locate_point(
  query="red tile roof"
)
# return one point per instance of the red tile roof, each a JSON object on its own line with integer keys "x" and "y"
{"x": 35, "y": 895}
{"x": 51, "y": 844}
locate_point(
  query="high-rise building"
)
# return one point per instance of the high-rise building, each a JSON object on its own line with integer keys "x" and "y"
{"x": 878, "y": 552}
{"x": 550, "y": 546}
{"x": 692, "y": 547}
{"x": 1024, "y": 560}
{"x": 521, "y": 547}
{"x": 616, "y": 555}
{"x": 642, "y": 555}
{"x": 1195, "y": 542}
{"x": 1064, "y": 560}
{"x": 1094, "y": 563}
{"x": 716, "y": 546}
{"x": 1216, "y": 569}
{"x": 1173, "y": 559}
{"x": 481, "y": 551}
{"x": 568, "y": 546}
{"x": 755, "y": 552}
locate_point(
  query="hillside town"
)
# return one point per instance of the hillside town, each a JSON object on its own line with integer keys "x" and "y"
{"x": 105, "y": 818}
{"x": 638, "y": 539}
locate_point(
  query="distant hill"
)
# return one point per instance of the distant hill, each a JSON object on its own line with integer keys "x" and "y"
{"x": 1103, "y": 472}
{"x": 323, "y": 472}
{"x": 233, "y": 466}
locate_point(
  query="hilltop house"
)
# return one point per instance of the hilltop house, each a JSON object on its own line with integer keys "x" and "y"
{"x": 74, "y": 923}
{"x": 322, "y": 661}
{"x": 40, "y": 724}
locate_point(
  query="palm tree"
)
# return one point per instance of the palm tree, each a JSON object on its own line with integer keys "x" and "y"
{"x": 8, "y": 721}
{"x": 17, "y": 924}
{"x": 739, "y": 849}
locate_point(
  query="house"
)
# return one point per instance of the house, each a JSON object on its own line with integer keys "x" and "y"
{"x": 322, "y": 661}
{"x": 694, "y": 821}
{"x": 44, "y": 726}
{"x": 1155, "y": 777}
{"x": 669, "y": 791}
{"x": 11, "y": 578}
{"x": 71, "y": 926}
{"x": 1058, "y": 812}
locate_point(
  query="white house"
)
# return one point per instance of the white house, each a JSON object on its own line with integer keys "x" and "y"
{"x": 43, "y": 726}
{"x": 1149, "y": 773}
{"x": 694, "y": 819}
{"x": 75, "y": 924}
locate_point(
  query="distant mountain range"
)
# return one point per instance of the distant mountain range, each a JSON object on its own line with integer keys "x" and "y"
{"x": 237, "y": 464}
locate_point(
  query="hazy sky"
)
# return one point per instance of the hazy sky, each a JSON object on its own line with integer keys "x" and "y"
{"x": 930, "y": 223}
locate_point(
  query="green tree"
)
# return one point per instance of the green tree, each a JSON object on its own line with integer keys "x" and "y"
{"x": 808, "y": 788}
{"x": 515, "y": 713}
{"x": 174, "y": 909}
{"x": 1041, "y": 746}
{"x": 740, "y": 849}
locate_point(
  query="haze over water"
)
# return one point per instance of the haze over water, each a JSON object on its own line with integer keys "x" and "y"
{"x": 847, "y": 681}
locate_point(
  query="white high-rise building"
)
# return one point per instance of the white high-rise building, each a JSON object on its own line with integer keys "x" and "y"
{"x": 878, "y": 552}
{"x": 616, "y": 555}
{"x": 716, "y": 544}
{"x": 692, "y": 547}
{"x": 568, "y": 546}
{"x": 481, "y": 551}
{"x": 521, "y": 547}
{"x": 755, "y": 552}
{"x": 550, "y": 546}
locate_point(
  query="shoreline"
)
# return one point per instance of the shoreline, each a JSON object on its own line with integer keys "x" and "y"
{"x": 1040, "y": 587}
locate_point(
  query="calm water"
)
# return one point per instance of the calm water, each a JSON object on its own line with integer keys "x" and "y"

WHAT YOU ARE ASKED TO DO >>
Return all of the entries word for word.

ANSWER FOR THE TASK >>
locate_point(
  query="red tile roof"
)
# return one point per instance of the red tile roof, each a JSON object on its own line with integer keys "x" and "y"
{"x": 35, "y": 895}
{"x": 51, "y": 844}
locate_point(
  query="high-rise building"
)
# return one point per instance of the high-rise building, each a JSON object on its own line with integer keys "x" and "y"
{"x": 878, "y": 552}
{"x": 550, "y": 546}
{"x": 692, "y": 547}
{"x": 1024, "y": 560}
{"x": 521, "y": 547}
{"x": 616, "y": 555}
{"x": 642, "y": 555}
{"x": 1195, "y": 542}
{"x": 1064, "y": 560}
{"x": 1094, "y": 563}
{"x": 716, "y": 546}
{"x": 1216, "y": 569}
{"x": 1173, "y": 559}
{"x": 481, "y": 551}
{"x": 568, "y": 546}
{"x": 755, "y": 552}
locate_point(
  query="hillside town"
)
# return one point per instance of the hillside town, each a JSON object on its own line with integer keys "x" and "y"
{"x": 105, "y": 818}
{"x": 638, "y": 539}
locate_point(
  query="distant hill"
)
# return one point per instance of the distant hill, each a JSON object on its own line with integer keys "x" and "y"
{"x": 1103, "y": 472}
{"x": 323, "y": 472}
{"x": 233, "y": 466}
locate_point(
  query="hilltop house"
)
# return one point per instance of the hilltop house, each a JSON object on its own line with integer keys "x" and "y"
{"x": 74, "y": 923}
{"x": 322, "y": 661}
{"x": 40, "y": 724}
locate_point(
  query="palm tree"
)
# return one point per instance of the palm tree, each a JSON object on its own line with integer keys "x" and "y"
{"x": 8, "y": 721}
{"x": 17, "y": 924}
{"x": 739, "y": 849}
locate_point(
  query="house"
)
# return one point per instance of the house, each a JSON object on its own line with integer keys "x" and "y"
{"x": 322, "y": 661}
{"x": 694, "y": 821}
{"x": 44, "y": 726}
{"x": 1155, "y": 777}
{"x": 669, "y": 791}
{"x": 11, "y": 578}
{"x": 71, "y": 926}
{"x": 1058, "y": 812}
locate_point(
  query="white house"
)
# return one point per instance of the white house, each a JSON object on its own line with integer keys "x" and "y"
{"x": 43, "y": 726}
{"x": 1149, "y": 773}
{"x": 694, "y": 819}
{"x": 75, "y": 924}
locate_point(
  query="distant mountain range"
)
# return one point per instance of the distant mountain range, each a JSON object on its own line with integer keys "x" and "y"
{"x": 237, "y": 464}
locate_point(
  query="hazy sky"
)
# return one point per instance of the hazy sky, each a JSON object on its own line with integer keys "x" and "y"
{"x": 930, "y": 223}
locate_point(
  query="green tree"
)
# return one point per instance of the green tree, each a JSON object on its own line with integer keys "x" and "y"
{"x": 808, "y": 788}
{"x": 515, "y": 713}
{"x": 174, "y": 909}
{"x": 1041, "y": 746}
{"x": 740, "y": 849}
locate_point(
  query="haze over water"
)
# return one point per instance of the haze over water, each a JSON object on its own line with integer keys "x" and "y"
{"x": 847, "y": 681}
locate_point(
  query="white high-rise building"
)
# return one point per instance of the white high-rise building, each a JSON object on its own line with integer keys "x" and "y"
{"x": 878, "y": 552}
{"x": 616, "y": 555}
{"x": 716, "y": 544}
{"x": 692, "y": 547}
{"x": 568, "y": 546}
{"x": 481, "y": 551}
{"x": 521, "y": 547}
{"x": 755, "y": 552}
{"x": 550, "y": 546}
locate_point(
  query="shoreline"
)
# return one point per instance of the shoreline, each a JSON object on its own line with integer keys "x" and "y"
{"x": 1040, "y": 587}
locate_point(
  query="calm water"
)
# return one point per instance of the calm water, each a JSON object on its own line with integer keys "x" and "y"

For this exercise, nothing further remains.